▸ **SOURCE PASSAGE**
-- -- --
School Board approves 10 percent pay raise
By David Boyle
At their latest meeting members of the school board approved an employee raise, saw a draft of the budget and made plans for graduations.
At their May 10 meeting, members of the San Juan School Board approved a raise for district employees following a negotiation between the district and the San Juan Education Association.
Licensed employees received a $4,200 raise as a result of a bill passed by the Utah State Legislature in their latest session.
An additional salary schedule base increase of five-percent to the current licensed salary schedule approved through negotiations equaled an equivalent increase between 10.29 and 13.78 percent for licensed employees.
The board also approved a 10 percent increase to the salary schedule base for current classified and administrative salary schedules.
Bus Driver salaries also were raised, and an activity supervision stipend for after-school use of buildings was approved for high school principals and assistant principals in the amount of $5,000, with $2,500 for middle school and Navajo Mountain principals and $1,000 for elementary school principals.
The district also approved a policy giving first year licensed staff their annual accumulation of sick leave in their first month of employment.
Superintendent Ron Nielson shared that the changes were made in part to keep the district competitive when it comes to employee hiring and retainment.
“We took a really thorough look at how we compared with LEA’s (Local Education Agencies) across the state. We wanted to look and make sure we’re competitive in all areas.”
At the meeting, district employee Rich Monson shared the education association’s gratitude to district administration and the school board.
“The San Juan Education Association is grateful for all that you (the board) do and we wanted to express our appreciation for the superintendent. He’s gone above and beyond to help work with us to facilitate meetings and to always do his best for the teachers in this district.”
-- -- --
▸ **TASK GOAL**
Copy the school board article from "The board also" through "month of employment.", and swap "sick leave" for "paid leave".

Dataset items
-- -- --
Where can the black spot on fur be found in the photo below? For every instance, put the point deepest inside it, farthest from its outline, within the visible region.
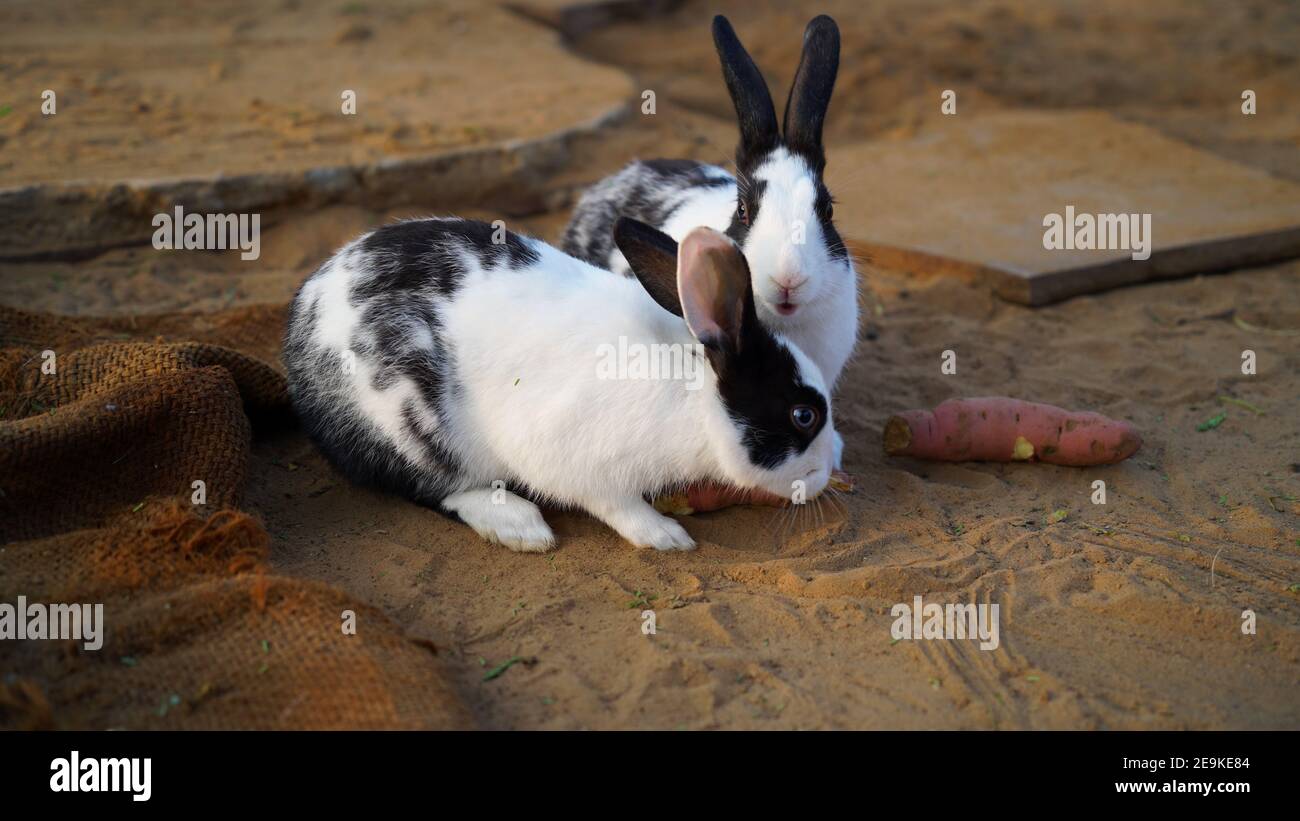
(424, 253)
(759, 385)
(650, 191)
(749, 192)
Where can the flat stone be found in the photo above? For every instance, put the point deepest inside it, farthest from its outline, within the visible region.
(970, 198)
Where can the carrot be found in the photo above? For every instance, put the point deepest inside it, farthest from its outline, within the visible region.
(1002, 429)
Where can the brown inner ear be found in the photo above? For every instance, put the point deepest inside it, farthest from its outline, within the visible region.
(713, 281)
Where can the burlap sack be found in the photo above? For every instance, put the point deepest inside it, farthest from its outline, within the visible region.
(99, 456)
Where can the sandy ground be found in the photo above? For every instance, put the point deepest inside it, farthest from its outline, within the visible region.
(165, 88)
(1118, 616)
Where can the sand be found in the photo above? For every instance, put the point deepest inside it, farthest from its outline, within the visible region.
(1118, 616)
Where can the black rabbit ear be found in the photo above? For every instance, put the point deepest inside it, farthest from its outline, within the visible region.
(754, 109)
(653, 257)
(810, 94)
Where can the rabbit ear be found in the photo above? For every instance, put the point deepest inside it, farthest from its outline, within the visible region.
(653, 257)
(716, 296)
(749, 92)
(810, 94)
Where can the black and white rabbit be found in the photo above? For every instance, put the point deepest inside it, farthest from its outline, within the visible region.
(472, 377)
(776, 207)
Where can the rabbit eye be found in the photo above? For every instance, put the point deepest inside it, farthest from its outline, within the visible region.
(804, 417)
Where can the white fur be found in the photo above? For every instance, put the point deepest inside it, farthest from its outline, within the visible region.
(533, 411)
(826, 322)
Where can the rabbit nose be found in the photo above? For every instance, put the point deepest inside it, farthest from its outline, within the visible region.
(789, 282)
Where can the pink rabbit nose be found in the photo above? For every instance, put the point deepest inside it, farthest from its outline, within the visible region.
(788, 283)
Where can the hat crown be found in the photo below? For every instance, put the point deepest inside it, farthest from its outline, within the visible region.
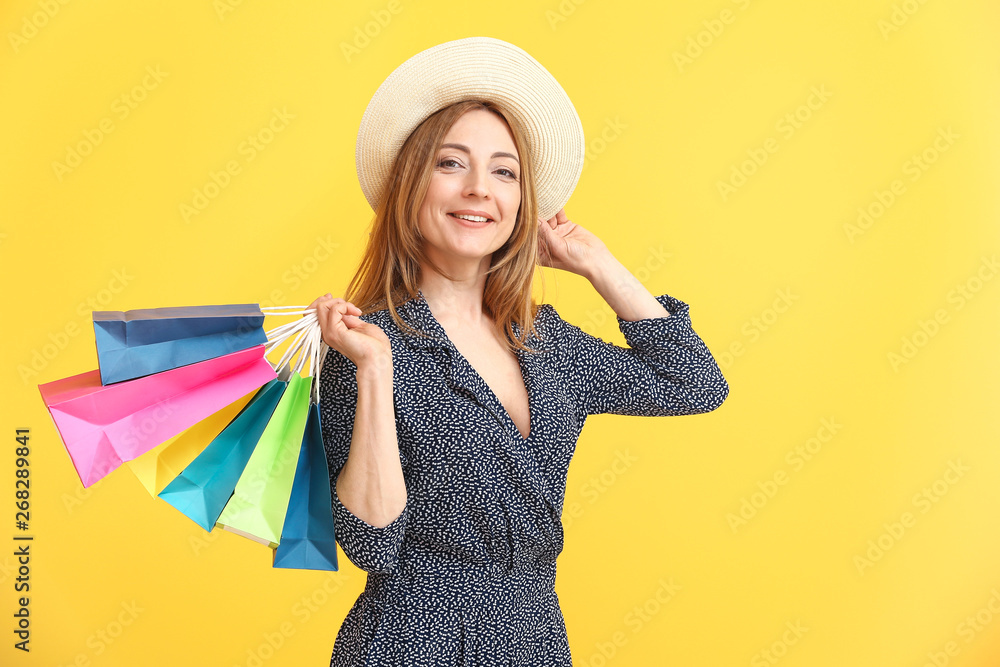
(483, 68)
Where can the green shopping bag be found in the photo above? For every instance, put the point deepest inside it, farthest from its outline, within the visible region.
(257, 507)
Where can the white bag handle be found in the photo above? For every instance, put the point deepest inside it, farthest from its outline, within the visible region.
(307, 342)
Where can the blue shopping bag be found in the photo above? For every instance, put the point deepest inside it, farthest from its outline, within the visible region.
(135, 343)
(307, 537)
(202, 490)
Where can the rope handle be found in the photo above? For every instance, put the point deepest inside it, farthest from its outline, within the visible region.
(307, 348)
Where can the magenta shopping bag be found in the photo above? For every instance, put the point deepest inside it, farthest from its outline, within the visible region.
(104, 426)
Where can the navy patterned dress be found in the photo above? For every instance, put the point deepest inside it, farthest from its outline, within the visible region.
(466, 574)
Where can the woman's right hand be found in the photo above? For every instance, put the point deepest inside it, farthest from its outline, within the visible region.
(362, 342)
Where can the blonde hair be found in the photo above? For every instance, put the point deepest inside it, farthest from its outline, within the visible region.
(389, 270)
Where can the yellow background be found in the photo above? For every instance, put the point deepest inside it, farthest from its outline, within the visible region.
(802, 313)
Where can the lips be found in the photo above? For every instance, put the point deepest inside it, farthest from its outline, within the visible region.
(474, 223)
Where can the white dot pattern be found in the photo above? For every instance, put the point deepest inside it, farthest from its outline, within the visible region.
(466, 574)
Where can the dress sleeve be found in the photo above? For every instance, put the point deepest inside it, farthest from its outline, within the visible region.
(666, 370)
(370, 548)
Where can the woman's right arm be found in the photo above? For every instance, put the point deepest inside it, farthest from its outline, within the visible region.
(371, 483)
(359, 433)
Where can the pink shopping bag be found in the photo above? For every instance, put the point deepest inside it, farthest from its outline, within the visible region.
(104, 426)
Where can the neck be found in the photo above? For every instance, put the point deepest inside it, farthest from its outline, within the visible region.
(456, 302)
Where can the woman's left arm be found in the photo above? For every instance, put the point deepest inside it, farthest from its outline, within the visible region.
(667, 370)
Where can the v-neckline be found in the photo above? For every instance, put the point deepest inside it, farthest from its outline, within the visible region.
(496, 399)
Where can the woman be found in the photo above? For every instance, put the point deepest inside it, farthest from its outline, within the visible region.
(451, 403)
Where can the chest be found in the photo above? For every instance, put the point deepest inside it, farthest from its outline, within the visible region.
(501, 371)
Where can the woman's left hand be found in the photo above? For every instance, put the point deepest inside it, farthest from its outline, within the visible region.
(563, 244)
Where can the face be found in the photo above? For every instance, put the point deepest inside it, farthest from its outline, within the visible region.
(477, 174)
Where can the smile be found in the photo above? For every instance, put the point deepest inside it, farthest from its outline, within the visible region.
(471, 220)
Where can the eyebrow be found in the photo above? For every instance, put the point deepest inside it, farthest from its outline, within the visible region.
(465, 148)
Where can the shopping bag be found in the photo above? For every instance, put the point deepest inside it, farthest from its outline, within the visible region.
(307, 536)
(161, 465)
(204, 487)
(103, 426)
(135, 343)
(260, 498)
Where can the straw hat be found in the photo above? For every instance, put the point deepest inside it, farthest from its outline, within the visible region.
(475, 68)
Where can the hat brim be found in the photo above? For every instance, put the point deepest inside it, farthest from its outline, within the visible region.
(475, 68)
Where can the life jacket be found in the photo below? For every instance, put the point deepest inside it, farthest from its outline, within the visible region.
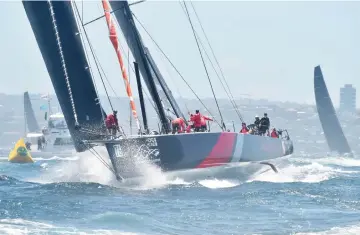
(203, 121)
(274, 134)
(110, 121)
(244, 130)
(197, 120)
(180, 121)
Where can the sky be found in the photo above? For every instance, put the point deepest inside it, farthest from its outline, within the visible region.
(265, 49)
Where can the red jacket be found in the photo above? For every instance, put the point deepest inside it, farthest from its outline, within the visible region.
(111, 121)
(274, 134)
(181, 123)
(244, 130)
(203, 120)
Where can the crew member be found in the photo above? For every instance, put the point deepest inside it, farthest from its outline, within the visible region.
(28, 145)
(111, 123)
(257, 121)
(39, 143)
(178, 124)
(203, 120)
(244, 129)
(274, 133)
(264, 124)
(191, 123)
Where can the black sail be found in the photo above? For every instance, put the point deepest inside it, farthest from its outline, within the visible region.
(51, 22)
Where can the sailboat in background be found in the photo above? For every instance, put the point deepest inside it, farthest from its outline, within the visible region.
(58, 36)
(333, 132)
(68, 68)
(51, 140)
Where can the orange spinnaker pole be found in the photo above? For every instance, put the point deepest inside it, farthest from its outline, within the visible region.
(114, 40)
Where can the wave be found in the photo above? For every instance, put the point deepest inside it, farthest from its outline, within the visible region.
(21, 226)
(348, 230)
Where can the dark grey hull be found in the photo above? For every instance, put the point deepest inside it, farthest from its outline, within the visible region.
(193, 150)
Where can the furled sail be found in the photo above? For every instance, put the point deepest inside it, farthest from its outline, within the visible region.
(333, 132)
(114, 40)
(31, 122)
(148, 70)
(58, 37)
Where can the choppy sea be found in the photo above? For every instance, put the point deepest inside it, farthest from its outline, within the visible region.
(315, 192)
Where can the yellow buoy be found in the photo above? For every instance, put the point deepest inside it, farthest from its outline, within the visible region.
(20, 154)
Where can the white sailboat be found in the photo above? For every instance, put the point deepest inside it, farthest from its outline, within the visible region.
(53, 139)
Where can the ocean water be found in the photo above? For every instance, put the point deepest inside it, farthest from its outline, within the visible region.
(315, 192)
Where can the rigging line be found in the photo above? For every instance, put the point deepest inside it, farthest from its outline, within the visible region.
(89, 67)
(130, 112)
(202, 58)
(62, 59)
(97, 66)
(217, 62)
(217, 74)
(177, 71)
(133, 69)
(82, 10)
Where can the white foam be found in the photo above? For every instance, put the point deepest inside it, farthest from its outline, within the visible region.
(20, 227)
(311, 173)
(348, 230)
(216, 183)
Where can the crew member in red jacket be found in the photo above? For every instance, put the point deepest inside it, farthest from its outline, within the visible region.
(244, 129)
(203, 120)
(274, 133)
(111, 123)
(178, 124)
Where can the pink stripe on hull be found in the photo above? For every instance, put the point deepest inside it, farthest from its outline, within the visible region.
(221, 152)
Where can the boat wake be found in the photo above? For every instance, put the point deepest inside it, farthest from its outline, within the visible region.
(348, 230)
(87, 168)
(21, 226)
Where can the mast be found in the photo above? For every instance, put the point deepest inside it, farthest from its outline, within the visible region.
(58, 37)
(167, 92)
(141, 97)
(127, 24)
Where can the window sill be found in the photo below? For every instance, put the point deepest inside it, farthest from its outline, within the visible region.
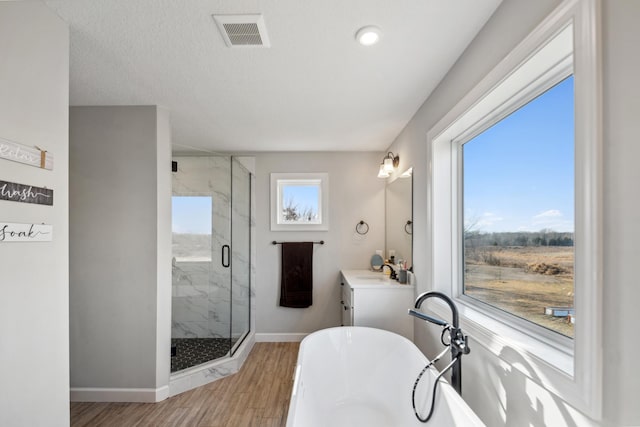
(497, 336)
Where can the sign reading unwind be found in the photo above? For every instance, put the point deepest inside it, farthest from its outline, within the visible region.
(25, 193)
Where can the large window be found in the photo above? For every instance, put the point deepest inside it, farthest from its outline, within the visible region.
(518, 215)
(514, 229)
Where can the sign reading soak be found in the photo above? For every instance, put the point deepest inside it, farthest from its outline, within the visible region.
(25, 193)
(13, 232)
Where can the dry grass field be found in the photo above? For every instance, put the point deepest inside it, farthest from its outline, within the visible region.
(523, 281)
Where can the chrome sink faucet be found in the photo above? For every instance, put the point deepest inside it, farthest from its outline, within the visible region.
(393, 275)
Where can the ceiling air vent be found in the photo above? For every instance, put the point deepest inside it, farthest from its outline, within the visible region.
(243, 30)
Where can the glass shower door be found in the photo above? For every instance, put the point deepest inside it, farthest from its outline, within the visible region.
(201, 282)
(241, 254)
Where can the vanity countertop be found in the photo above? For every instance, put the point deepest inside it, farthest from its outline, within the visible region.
(371, 279)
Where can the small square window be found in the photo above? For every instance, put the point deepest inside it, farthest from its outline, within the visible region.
(299, 202)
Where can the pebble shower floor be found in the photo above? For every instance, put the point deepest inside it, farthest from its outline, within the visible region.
(196, 351)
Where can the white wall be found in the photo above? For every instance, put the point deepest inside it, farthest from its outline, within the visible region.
(34, 310)
(487, 378)
(354, 194)
(120, 253)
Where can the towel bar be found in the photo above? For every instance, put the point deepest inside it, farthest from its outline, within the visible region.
(321, 242)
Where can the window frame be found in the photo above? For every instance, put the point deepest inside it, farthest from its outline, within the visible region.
(278, 180)
(572, 369)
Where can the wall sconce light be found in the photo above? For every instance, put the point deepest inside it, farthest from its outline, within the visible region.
(389, 163)
(369, 35)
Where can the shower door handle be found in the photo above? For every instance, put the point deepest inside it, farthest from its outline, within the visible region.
(225, 259)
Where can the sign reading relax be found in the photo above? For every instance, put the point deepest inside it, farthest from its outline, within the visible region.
(13, 232)
(25, 193)
(32, 156)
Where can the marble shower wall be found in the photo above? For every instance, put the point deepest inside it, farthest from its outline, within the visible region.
(201, 285)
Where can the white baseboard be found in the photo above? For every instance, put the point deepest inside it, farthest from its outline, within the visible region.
(143, 395)
(280, 337)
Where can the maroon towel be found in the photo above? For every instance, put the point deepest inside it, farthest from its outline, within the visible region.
(296, 286)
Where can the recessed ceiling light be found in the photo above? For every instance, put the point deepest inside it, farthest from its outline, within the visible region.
(369, 35)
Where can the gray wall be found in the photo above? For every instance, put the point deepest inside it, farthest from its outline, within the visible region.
(120, 255)
(34, 310)
(354, 194)
(509, 25)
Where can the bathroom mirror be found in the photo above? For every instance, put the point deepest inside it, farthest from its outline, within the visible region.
(399, 219)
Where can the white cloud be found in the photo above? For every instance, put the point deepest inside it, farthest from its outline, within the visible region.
(551, 213)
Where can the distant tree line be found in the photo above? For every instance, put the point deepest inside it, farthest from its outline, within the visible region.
(475, 239)
(291, 211)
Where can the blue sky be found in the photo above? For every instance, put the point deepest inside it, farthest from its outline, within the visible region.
(519, 174)
(191, 214)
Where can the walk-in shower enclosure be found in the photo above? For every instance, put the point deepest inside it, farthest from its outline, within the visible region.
(211, 231)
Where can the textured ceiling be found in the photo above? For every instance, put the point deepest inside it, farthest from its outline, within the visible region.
(314, 89)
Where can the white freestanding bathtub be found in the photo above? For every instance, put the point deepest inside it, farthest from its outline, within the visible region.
(357, 376)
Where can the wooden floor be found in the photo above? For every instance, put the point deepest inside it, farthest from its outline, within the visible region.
(258, 395)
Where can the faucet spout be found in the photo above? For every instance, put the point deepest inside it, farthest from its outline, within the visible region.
(393, 275)
(458, 341)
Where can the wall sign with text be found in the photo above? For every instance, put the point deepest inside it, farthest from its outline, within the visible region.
(25, 193)
(32, 156)
(15, 232)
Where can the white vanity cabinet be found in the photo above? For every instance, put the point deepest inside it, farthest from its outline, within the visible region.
(372, 299)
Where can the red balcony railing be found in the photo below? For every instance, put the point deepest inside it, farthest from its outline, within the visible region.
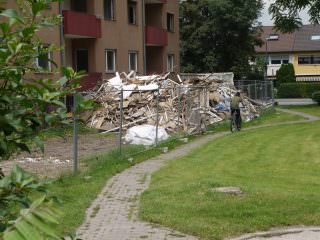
(90, 81)
(156, 1)
(78, 24)
(156, 36)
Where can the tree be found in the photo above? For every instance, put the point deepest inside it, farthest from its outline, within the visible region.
(218, 35)
(24, 102)
(27, 210)
(286, 74)
(285, 13)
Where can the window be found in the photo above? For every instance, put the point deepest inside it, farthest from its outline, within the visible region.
(79, 5)
(133, 61)
(132, 12)
(110, 60)
(170, 22)
(108, 9)
(315, 37)
(170, 63)
(273, 37)
(278, 60)
(303, 60)
(43, 62)
(275, 61)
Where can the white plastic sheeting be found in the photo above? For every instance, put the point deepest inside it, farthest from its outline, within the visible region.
(145, 135)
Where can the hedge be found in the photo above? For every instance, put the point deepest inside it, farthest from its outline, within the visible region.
(316, 97)
(297, 90)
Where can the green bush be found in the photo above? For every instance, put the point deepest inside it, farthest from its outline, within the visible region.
(286, 74)
(316, 97)
(297, 90)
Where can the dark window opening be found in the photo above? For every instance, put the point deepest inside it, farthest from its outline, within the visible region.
(79, 5)
(82, 60)
(109, 9)
(43, 61)
(170, 22)
(277, 61)
(133, 61)
(110, 60)
(132, 12)
(304, 60)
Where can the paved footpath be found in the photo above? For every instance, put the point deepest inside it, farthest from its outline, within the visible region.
(114, 214)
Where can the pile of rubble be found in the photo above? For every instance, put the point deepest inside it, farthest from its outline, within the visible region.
(183, 102)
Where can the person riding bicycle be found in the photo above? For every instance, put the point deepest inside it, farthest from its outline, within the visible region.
(235, 107)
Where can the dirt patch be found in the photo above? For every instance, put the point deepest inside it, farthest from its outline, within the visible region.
(58, 154)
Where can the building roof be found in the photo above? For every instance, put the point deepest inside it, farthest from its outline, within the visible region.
(306, 39)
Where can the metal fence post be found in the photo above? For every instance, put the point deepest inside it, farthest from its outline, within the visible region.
(179, 107)
(157, 121)
(255, 90)
(199, 111)
(272, 92)
(121, 122)
(75, 135)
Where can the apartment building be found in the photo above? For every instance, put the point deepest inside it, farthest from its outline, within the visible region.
(105, 36)
(301, 48)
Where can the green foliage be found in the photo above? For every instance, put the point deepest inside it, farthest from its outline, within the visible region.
(218, 35)
(23, 103)
(316, 97)
(286, 13)
(286, 74)
(297, 90)
(21, 216)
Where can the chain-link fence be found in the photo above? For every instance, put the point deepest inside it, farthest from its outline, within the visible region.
(258, 90)
(181, 111)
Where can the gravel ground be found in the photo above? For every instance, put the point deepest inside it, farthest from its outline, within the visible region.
(114, 214)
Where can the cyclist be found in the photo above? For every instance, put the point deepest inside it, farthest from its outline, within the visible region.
(235, 107)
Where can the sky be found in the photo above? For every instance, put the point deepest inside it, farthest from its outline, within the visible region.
(266, 18)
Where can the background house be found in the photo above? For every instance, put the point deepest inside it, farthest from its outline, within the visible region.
(105, 36)
(301, 48)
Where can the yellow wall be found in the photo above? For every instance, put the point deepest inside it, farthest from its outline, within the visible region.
(313, 69)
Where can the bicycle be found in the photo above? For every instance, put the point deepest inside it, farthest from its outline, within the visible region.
(235, 122)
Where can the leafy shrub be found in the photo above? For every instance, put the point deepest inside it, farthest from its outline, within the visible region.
(27, 211)
(297, 90)
(286, 74)
(316, 97)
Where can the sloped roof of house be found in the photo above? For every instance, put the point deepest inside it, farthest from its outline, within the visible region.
(305, 39)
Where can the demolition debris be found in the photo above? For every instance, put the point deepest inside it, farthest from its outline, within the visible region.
(186, 102)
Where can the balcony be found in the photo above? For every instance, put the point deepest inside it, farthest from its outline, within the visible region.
(156, 36)
(90, 81)
(81, 25)
(156, 1)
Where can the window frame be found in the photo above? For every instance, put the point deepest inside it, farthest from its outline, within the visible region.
(134, 4)
(136, 61)
(311, 58)
(170, 22)
(49, 63)
(170, 65)
(114, 51)
(280, 58)
(113, 12)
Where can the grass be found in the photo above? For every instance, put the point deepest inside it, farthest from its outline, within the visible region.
(276, 167)
(312, 109)
(269, 116)
(77, 192)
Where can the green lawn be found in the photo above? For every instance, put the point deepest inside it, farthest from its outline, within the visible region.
(77, 192)
(278, 168)
(312, 109)
(269, 116)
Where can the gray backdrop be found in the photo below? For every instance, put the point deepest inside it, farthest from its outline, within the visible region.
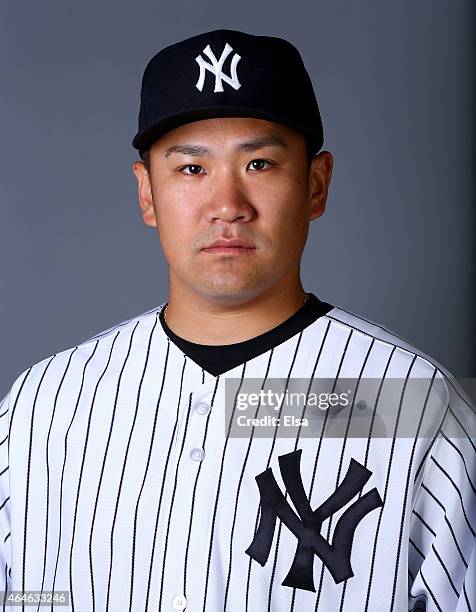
-- -- --
▸ **WRITTEN RESPONSE**
The board also approved a 10 percent increase to the salary schedule base for current classified and administrative salary schedules.
Bus Driver salaries also were raised, and an activity supervision stipend for after-school use of buildings was approved for high school principals and assistant principals in the amount of $5,000, with $2,500 for middle school and Navajo Mountain principals and $1,000 for elementary school principals.
The district also approved a policy giving first year licensed staff their annual accumulation of paid leave in their first month of employment.